> _Problem_:
Rewrite the records from the line containing "Would you kindly pick out the round" through the line containing "Target: door handle", inclusive, changing "welcome sign" to "welcome plaque" and leaving everything else as it stands. Return only those lines.

※ ※ ※

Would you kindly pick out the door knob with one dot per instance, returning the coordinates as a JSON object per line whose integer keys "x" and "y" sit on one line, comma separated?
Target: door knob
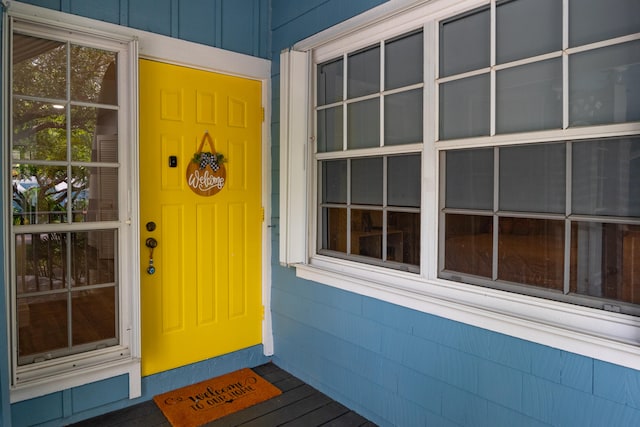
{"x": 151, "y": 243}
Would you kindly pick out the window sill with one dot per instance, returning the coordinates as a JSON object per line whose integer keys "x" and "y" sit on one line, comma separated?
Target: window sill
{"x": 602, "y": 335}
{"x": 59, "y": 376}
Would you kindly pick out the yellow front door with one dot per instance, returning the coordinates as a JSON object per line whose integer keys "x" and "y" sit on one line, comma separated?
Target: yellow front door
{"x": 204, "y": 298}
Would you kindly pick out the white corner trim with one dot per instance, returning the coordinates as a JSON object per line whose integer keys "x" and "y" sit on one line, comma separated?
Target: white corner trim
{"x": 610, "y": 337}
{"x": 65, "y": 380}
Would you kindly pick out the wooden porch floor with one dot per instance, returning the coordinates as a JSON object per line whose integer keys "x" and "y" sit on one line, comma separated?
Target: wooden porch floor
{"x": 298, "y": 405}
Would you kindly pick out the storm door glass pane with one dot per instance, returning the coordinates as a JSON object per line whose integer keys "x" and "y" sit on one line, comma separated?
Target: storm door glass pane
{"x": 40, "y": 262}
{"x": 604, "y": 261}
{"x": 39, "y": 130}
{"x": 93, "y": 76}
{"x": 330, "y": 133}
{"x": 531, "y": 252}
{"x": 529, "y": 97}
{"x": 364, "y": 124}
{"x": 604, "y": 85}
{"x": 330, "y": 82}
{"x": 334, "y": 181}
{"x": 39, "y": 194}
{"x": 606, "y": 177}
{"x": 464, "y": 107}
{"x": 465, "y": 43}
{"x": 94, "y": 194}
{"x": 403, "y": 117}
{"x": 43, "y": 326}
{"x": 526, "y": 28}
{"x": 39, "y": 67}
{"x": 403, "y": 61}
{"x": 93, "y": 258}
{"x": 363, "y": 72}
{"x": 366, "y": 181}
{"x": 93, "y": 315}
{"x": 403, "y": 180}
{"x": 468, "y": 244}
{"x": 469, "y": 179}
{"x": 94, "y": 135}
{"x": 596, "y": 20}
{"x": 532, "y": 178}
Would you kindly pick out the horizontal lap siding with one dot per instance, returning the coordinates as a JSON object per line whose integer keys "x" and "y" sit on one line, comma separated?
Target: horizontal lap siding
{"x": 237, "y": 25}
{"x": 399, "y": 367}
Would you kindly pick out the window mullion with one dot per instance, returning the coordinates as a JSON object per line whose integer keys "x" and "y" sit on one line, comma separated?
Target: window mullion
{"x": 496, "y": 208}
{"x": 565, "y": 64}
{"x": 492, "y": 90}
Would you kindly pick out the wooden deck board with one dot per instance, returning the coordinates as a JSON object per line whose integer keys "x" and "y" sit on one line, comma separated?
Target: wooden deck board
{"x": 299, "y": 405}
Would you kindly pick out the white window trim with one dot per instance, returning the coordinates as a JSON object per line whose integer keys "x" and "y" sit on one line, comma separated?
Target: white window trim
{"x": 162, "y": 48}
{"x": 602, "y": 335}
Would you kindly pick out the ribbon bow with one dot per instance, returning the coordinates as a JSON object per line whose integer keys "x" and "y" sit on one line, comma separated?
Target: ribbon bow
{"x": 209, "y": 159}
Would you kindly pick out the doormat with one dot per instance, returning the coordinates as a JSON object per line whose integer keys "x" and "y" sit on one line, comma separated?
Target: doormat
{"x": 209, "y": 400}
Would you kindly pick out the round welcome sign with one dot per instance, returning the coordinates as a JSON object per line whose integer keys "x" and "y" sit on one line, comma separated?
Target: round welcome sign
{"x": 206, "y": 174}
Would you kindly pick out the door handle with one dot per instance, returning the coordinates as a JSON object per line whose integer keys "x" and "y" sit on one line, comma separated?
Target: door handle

※ ※ ※

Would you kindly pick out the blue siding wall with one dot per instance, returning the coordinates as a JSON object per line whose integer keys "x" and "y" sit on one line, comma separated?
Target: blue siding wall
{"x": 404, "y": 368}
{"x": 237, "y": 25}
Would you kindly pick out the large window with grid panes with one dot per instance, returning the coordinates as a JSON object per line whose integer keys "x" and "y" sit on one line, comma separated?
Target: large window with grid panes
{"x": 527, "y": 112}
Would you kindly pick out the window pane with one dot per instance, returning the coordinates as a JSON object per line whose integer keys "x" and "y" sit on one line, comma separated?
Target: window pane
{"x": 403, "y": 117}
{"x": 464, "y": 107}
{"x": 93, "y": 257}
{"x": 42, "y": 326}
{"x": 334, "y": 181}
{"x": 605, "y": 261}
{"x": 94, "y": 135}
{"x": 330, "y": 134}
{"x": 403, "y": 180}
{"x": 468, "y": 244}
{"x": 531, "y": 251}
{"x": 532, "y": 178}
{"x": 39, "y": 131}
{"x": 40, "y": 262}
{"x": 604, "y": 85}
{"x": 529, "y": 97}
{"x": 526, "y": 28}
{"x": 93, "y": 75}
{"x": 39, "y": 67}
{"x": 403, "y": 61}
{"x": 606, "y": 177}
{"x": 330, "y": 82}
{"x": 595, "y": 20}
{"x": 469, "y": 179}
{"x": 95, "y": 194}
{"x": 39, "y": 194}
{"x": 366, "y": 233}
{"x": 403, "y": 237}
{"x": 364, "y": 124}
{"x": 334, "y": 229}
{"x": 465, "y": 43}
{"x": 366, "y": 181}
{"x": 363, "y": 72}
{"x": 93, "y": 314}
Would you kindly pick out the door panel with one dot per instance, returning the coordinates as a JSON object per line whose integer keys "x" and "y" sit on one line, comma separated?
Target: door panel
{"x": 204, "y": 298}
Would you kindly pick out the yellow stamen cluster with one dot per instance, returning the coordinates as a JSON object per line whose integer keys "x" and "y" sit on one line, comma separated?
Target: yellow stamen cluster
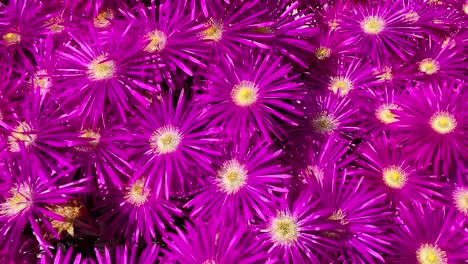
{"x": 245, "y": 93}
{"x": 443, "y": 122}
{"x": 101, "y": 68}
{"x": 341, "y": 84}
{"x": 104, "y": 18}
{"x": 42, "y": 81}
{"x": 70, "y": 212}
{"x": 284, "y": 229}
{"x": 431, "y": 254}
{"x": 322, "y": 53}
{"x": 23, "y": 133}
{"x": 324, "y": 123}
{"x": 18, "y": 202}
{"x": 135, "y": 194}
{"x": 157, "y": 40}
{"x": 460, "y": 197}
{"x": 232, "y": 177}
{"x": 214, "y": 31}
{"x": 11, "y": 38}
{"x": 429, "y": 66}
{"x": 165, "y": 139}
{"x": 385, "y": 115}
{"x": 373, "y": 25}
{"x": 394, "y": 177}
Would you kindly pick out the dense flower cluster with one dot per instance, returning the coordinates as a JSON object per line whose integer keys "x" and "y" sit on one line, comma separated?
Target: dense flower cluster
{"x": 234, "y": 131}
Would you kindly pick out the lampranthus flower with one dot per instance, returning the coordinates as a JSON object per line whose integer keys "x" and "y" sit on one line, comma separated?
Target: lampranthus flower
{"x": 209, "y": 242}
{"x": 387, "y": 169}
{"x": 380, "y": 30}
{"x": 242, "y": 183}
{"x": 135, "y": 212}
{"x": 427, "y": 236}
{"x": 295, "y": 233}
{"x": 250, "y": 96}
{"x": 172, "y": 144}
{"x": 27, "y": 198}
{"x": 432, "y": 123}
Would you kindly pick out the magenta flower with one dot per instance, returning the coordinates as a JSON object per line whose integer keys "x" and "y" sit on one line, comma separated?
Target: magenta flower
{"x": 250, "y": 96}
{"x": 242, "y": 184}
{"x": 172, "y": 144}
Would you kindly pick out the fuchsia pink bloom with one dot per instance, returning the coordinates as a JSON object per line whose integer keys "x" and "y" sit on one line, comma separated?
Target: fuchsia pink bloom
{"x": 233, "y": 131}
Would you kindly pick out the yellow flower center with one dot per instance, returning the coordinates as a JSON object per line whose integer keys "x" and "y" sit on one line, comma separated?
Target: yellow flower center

※ ※ ※

> _Task answer_:
Would you kindly pick out the round welcome plaque with one dot per instance, returning the coordinates as a JSON object per line whose integer keys "x" and "y" sit on one line, comma separated?
Target: round welcome plaque
{"x": 206, "y": 174}
Would you kindly pick out the door handle with one dot per instance, returning the coordinates as a JSON object per line whose integer keys "x" and "y" sit on one line, comma separated?
Target: door handle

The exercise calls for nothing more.